# Start of Listing

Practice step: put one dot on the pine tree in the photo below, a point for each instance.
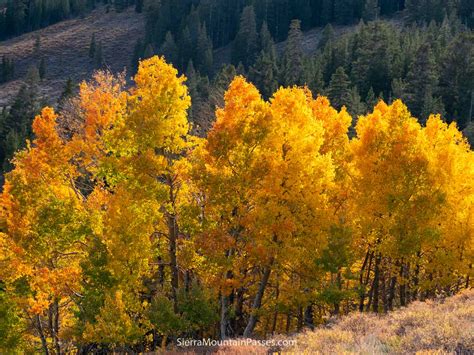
(7, 69)
(138, 53)
(264, 74)
(149, 51)
(292, 71)
(68, 92)
(92, 47)
(371, 10)
(42, 68)
(422, 80)
(355, 105)
(266, 42)
(187, 47)
(139, 6)
(245, 44)
(99, 56)
(314, 75)
(344, 11)
(339, 91)
(169, 49)
(204, 55)
(37, 46)
(370, 99)
(16, 127)
(326, 36)
(457, 79)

# End of Listing

• What is needed
Put every line of the records above into a numbered list, omitting blank lines and leaving the pictures out.

• Response to the exercise
1. Practice step: put one dot on the pine tree in the photo below, a point for each instance.
2. (7, 69)
3. (138, 53)
4. (264, 74)
5. (149, 51)
6. (292, 71)
7. (68, 92)
8. (92, 47)
9. (371, 10)
10. (42, 68)
11. (422, 80)
12. (355, 105)
13. (266, 42)
14. (187, 47)
15. (139, 6)
16. (245, 44)
17. (99, 56)
18. (314, 75)
19. (344, 11)
20. (339, 91)
21. (169, 49)
22. (204, 55)
23. (37, 46)
24. (370, 99)
25. (16, 127)
26. (326, 36)
27. (457, 79)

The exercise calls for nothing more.